Camilo Giraldo no es supersticioso. Tampoco se considera fanático, esotérico o religioso en extremo. Es más, se describe como un hombre creyente, de los que van a misa sólo en matrimonios y entierros. Por eso cuando cuenta la historia de su restaurante, Emilia Romagna, no sabe muy bien cómo explicar la cantidad de circunstancias excepcionales que rodearon su creación.
Antes del restaurante, Camilo no sabía nada sobre cocina italiana. Leyó un artículo hace cuatro años en la revista Le Collezioni y por primera vez se fijó en la bota que se dibuja sobre el Mediterráneo. La nota hablaba de las provincias de Emilia Romagna, mostraba la forma artesanal como preparan el queso parmesano, el vinagre balsámico de Módena y el prosciutto di Parma.
Desde entonces se obsesionó con la gastronomía de esta región del norte de Italia. Se volvió seguidor de sus ingredientes y de las recetas de Mario Batali, uno de los chefs más reconocidos de comida italiana en Nueva York. Entre más ahondaba en el tema, más ganas le daban de abrir un restaurante italiano. El nombre ya lo tenía claro: Emilia Romagna. El universo parecía indicarle algo: Emilia es, además, el nombre de su mamá.
Mario Batali, uno de los mejores chefs de comida italiana en Nueva York
De ella heredó el gusto por la cocina. Emilia Peláez es una señora distinguida que no tuvo ningún problema en ponerse el delantal para cocinar ante la quiebra económica que sufrió su esposo a mediados de los años ochenta. Así, desde que Camilo tenía diez años recuerda que llegaba del colegio y veía a su mamá en la cocina preparando platos para alguna comida por encargo.
La casa de los Giraldo era, en verdad, una casa de banquetes. Camilo dice que él y su hermano, Santiago, eran los niños que mejor comían del salón de clase. Siempre que los invitaban a la casa de algún amigo no faltaba la mamá que se disculpaba en broma diciendo “después de las delicias que hace tu mamá, esto no tiene presentación”.
Sin saberlo, el archivo de la cocina se le grabó en el disco duro, porque después de estudiar administración y trabajar varios años como gerente administrativo y financiero en una empresa de textiles, renunció para dedicarse a hacer algo que de verdad lo hiciera feliz.

■ INSTRUCCIÓN ESCRITA 1
Devuelve sin cambios las líneas de los registros que van desde la que contiene "# outline every instance of the hedge row" hasta el final de los registros, ambas incluidas.

(Entradas de contornos etiquetados)
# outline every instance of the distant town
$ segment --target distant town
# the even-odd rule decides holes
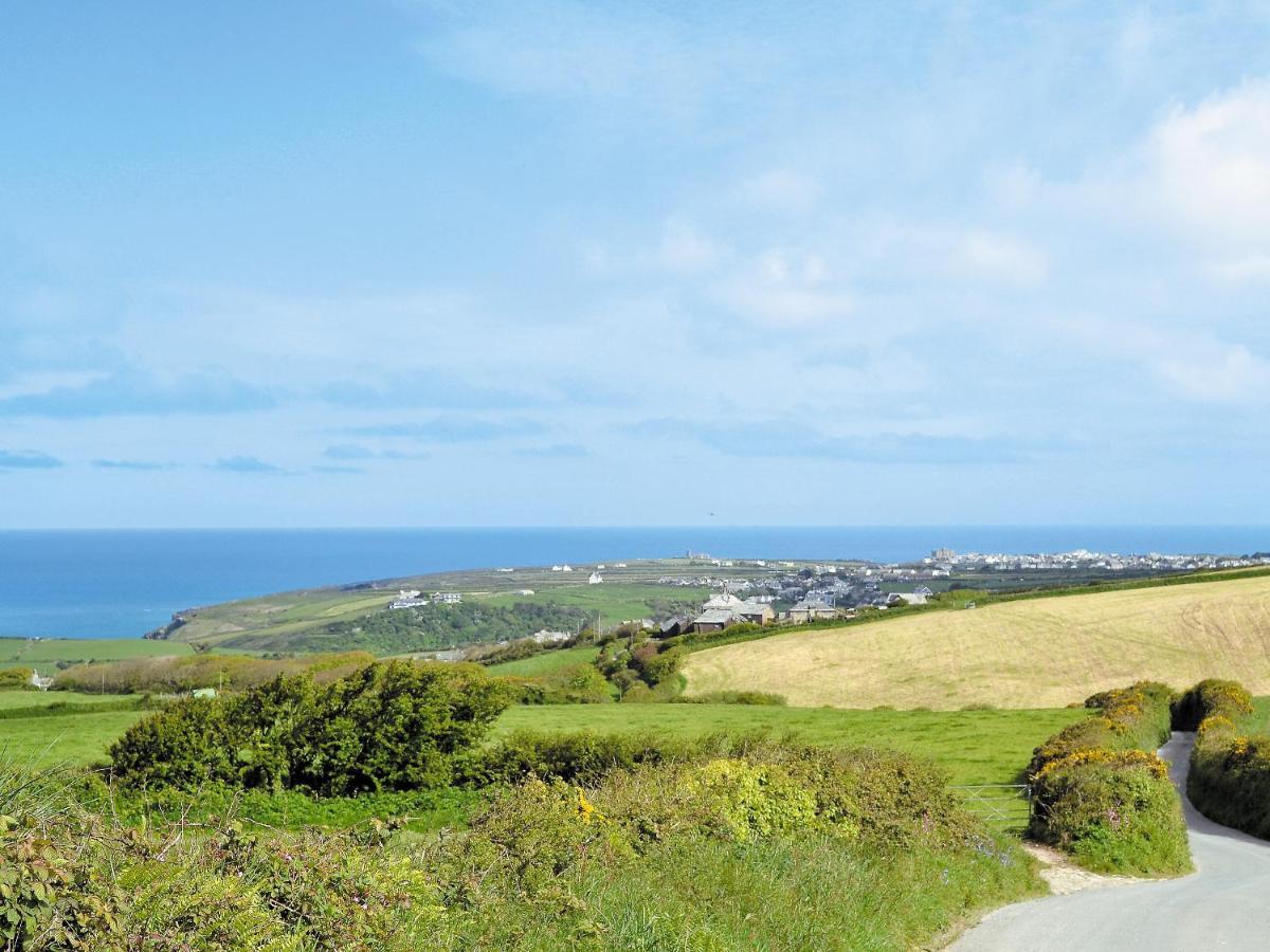
[[[640,570],[644,584],[685,592],[674,611],[650,613],[649,617],[625,619],[652,631],[654,637],[687,633],[710,633],[737,625],[806,625],[850,619],[861,612],[884,612],[893,608],[925,605],[939,593],[964,590],[1008,592],[1060,585],[1097,584],[1100,581],[1160,576],[1173,572],[1195,572],[1270,565],[1270,553],[1245,556],[1213,555],[1120,555],[1091,552],[1078,548],[1055,553],[956,552],[936,548],[912,562],[801,561],[765,559],[719,559],[700,552],[687,552],[679,559],[649,560],[631,564]],[[663,566],[660,575],[646,575]],[[627,562],[594,565],[555,564],[550,567],[509,569],[494,572],[505,579],[532,579],[545,589],[514,588],[508,594],[536,600],[537,594],[550,598],[559,585],[603,586],[630,583]],[[566,583],[565,579],[569,579]],[[551,581],[547,581],[547,580]],[[573,579],[577,579],[575,581]],[[613,581],[616,579],[616,581]],[[691,597],[687,597],[691,593]],[[698,594],[701,593],[701,594]],[[418,609],[429,604],[458,605],[461,592],[437,590],[422,594],[401,589],[389,609]],[[685,611],[683,604],[691,608]],[[965,608],[974,608],[973,598],[964,598]],[[575,631],[542,628],[526,637],[538,645],[572,642]],[[497,642],[497,646],[507,645]],[[458,660],[462,650],[439,651],[434,656]]]

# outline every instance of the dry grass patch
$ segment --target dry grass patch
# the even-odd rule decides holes
[[[1270,579],[1038,598],[791,632],[690,655],[688,693],[813,707],[1057,707],[1139,679],[1270,693]]]

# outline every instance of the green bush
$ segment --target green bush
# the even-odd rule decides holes
[[[301,658],[249,658],[246,655],[189,655],[94,661],[67,668],[57,675],[58,691],[91,694],[188,693],[197,688],[241,691],[282,675],[310,674],[326,683],[375,661],[364,651],[344,651]]]
[[[700,757],[706,741],[648,734],[536,734],[516,731],[465,759],[461,782],[474,787],[518,783],[531,777],[589,786],[612,770]]]
[[[1035,779],[1034,834],[1085,867],[1140,876],[1191,868],[1186,824],[1162,762],[1146,751],[1085,751]]]
[[[1186,793],[1205,816],[1270,839],[1270,736],[1240,727],[1252,696],[1238,683],[1204,680],[1176,707],[1181,730],[1196,730]]]
[[[681,694],[672,701],[676,704],[754,704],[759,707],[785,707],[787,703],[784,694],[766,691],[707,691],[705,694],[693,694],[692,697]]]
[[[1137,875],[1190,869],[1181,802],[1154,750],[1168,739],[1175,694],[1139,682],[1090,697],[1096,717],[1068,725],[1033,754],[1030,833],[1090,868]]]
[[[20,691],[30,687],[29,668],[0,668],[0,691]]]
[[[321,796],[441,787],[507,704],[480,668],[390,661],[316,685],[277,678],[236,697],[192,698],[110,748],[127,786],[206,783]]]
[[[1200,724],[1214,715],[1238,722],[1252,713],[1252,694],[1238,682],[1209,678],[1173,702],[1173,729],[1199,730]]]

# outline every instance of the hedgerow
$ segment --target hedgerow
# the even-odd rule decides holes
[[[1252,696],[1231,680],[1204,680],[1179,701],[1181,730],[1195,730],[1186,793],[1205,816],[1270,838],[1270,736],[1241,730]]]
[[[1030,833],[1100,871],[1191,868],[1181,803],[1154,750],[1168,739],[1172,689],[1153,682],[1090,697],[1099,713],[1036,748]]]
[[[583,783],[495,784],[467,829],[427,839],[226,821],[170,790],[171,809],[140,819],[48,812],[58,798],[27,778],[4,800],[0,924],[9,948],[58,952],[903,949],[1039,889],[914,758],[754,739],[632,750],[629,769],[575,769]]]
[[[503,685],[476,665],[390,661],[325,685],[277,678],[182,701],[130,727],[109,753],[131,787],[433,788],[451,782],[456,759],[505,707]]]

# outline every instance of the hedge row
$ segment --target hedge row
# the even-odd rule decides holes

■ INSTRUCCIÓN ESCRITA 2
En el texto sobre el restaurante Emilia Romagna, ¿en qué revista leyó Camilo el artículo sobre las provincias de Emilia Romagna?

■ RESPUESTA COMPLETA 1
# outline every instance of the hedge row
$ segment --target hedge row
# the even-odd rule decides holes

■ RESPUESTA COMPLETA 2
En la revista Le Collezioni.